■ **EXERCISE DETAILS**
Keep every line of the data below that has the string "neck" and present those lines.

■ **THE RECORDS**

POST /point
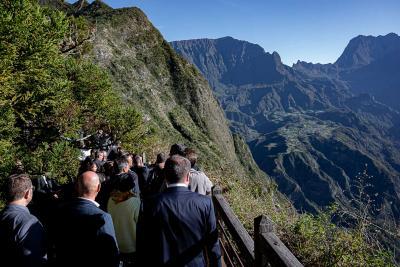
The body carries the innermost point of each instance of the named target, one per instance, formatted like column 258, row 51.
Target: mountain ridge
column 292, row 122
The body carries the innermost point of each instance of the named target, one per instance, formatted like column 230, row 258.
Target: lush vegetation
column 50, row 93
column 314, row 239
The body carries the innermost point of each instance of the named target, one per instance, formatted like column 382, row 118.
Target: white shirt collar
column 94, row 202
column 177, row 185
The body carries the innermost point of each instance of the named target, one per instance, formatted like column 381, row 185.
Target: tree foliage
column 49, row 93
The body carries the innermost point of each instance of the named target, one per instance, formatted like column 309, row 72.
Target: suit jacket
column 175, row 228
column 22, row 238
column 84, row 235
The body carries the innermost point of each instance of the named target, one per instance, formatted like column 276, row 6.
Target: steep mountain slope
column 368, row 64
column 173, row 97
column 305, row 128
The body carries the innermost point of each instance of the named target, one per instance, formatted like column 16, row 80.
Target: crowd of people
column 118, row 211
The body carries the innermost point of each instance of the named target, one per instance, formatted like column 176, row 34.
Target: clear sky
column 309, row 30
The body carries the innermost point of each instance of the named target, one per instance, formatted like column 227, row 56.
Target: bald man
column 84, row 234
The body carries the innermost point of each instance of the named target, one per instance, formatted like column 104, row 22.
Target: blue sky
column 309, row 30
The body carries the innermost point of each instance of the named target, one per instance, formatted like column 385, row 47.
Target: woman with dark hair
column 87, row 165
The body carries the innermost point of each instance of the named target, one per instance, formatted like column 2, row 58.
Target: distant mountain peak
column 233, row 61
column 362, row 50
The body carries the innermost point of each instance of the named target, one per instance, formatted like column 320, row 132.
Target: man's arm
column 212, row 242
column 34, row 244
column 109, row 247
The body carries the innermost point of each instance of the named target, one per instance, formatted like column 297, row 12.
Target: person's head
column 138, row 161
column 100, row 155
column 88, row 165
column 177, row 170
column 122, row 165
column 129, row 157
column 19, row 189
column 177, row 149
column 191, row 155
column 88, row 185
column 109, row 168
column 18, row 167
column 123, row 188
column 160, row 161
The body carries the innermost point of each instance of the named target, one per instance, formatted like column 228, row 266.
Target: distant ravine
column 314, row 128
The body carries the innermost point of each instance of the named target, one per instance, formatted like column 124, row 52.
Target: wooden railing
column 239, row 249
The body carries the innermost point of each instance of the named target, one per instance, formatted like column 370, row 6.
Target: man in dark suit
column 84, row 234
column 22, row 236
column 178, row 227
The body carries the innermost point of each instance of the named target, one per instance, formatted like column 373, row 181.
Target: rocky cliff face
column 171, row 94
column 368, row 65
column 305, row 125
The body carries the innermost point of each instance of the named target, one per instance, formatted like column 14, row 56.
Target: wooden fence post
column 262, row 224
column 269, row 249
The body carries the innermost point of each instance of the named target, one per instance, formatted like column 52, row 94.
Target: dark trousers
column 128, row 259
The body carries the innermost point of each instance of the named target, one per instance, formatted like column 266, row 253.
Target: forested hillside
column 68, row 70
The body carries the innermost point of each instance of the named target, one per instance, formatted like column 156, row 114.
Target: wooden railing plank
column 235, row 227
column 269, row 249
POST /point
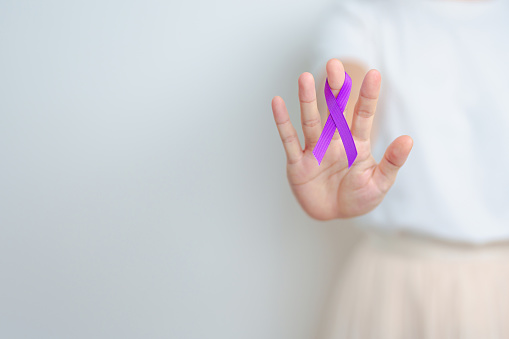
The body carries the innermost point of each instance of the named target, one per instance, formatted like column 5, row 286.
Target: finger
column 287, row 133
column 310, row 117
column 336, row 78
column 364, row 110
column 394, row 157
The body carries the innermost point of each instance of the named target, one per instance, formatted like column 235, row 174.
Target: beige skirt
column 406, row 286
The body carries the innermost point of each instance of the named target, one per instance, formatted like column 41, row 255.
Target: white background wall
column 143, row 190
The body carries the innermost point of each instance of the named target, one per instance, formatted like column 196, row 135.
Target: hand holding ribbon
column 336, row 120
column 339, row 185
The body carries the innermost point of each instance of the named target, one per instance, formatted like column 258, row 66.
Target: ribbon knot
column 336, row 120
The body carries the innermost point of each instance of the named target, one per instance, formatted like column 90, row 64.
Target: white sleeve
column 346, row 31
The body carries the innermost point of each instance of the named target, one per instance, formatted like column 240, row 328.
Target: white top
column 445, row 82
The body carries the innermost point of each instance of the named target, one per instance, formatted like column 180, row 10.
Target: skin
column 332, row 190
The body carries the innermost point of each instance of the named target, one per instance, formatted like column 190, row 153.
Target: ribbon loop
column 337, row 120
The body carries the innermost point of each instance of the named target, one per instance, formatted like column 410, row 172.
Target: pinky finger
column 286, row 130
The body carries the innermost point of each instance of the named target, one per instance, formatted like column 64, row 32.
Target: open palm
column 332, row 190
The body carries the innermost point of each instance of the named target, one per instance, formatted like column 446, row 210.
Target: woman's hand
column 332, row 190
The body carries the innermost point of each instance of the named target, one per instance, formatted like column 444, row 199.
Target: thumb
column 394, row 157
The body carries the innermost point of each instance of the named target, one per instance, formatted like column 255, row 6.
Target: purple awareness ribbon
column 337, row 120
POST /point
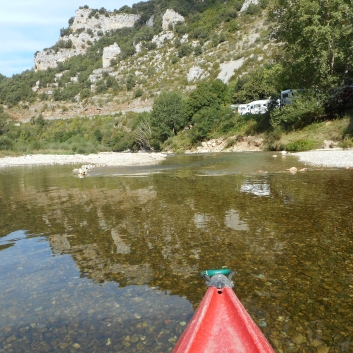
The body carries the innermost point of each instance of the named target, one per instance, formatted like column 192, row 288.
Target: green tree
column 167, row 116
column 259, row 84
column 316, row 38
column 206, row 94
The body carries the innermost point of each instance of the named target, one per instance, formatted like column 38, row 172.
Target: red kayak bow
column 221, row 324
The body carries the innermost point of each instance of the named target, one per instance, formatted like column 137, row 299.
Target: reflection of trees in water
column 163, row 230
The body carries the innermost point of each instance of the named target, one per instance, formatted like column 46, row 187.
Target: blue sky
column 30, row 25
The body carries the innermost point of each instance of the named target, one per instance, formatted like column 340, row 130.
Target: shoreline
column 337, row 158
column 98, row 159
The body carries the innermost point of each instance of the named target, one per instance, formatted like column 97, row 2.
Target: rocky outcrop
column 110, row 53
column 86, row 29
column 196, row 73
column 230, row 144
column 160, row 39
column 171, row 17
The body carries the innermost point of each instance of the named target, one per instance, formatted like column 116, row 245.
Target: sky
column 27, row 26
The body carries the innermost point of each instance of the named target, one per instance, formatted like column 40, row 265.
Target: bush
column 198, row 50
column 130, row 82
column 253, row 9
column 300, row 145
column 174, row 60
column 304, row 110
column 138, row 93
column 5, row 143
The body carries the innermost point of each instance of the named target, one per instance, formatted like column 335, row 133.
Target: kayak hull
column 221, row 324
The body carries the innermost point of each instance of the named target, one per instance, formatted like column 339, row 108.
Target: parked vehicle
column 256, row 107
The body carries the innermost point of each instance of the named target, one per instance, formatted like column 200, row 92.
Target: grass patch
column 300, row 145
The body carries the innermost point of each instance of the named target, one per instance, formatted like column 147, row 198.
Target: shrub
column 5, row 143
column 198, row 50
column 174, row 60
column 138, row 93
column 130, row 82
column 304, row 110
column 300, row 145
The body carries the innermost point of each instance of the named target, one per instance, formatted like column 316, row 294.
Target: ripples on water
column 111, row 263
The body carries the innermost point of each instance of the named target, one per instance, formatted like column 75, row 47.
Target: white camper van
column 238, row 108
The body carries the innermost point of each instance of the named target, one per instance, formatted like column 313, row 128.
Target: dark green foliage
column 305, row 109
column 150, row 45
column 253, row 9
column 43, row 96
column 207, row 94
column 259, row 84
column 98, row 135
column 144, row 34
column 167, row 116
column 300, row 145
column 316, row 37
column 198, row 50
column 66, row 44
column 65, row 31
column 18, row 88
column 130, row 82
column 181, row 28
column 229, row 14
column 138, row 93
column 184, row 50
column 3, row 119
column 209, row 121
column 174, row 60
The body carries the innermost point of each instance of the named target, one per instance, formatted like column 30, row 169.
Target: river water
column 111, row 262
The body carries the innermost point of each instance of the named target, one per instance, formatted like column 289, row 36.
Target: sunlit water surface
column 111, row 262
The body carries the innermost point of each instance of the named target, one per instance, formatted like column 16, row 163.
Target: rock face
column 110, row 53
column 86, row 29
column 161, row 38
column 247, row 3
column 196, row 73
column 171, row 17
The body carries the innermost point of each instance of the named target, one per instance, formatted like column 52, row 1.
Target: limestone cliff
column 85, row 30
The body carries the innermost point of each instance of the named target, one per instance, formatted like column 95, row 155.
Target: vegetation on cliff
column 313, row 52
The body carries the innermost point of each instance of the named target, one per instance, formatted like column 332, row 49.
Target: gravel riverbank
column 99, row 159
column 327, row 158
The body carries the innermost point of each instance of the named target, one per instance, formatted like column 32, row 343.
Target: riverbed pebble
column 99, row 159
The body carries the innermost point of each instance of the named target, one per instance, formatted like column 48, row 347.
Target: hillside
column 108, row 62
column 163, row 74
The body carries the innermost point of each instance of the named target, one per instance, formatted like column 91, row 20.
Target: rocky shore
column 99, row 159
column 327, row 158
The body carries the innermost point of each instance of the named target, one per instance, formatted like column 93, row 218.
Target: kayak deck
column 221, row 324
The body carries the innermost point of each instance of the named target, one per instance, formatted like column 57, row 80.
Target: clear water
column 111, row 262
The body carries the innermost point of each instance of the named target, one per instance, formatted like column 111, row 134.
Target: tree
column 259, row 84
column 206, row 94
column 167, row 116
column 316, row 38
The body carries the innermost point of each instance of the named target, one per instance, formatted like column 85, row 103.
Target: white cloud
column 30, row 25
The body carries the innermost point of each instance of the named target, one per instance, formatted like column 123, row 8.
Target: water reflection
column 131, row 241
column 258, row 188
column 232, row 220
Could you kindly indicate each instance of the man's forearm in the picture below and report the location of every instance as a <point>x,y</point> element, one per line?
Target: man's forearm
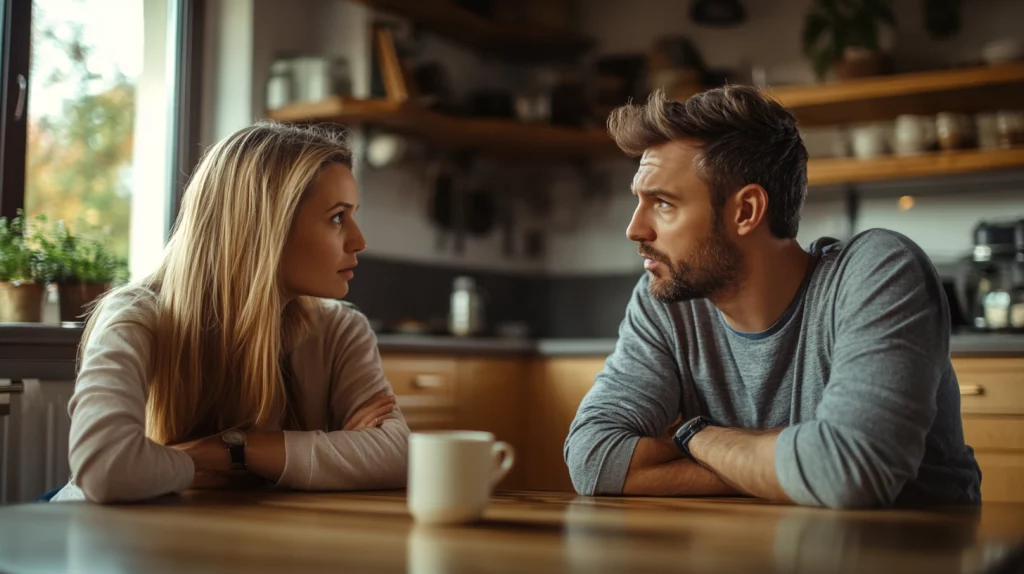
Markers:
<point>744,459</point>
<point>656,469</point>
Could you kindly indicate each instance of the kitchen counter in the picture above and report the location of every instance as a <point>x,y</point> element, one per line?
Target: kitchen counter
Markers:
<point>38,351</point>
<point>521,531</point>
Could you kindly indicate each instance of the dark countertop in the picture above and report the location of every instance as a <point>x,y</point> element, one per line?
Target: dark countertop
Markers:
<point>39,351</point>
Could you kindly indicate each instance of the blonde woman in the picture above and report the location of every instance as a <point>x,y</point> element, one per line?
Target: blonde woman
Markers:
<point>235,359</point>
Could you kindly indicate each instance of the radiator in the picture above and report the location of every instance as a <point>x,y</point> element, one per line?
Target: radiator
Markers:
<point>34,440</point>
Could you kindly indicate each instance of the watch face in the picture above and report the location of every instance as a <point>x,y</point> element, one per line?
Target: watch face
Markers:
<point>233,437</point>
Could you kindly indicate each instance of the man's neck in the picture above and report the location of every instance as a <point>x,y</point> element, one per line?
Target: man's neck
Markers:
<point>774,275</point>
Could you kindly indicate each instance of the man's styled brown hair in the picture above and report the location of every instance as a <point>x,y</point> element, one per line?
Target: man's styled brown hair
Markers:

■ **ANSWER TO THIS TASK**
Could you kindly indicate each instance of the man's neck in the picture above and report the location of every instance as a <point>x,y</point> element, one per line?
Target: man's neck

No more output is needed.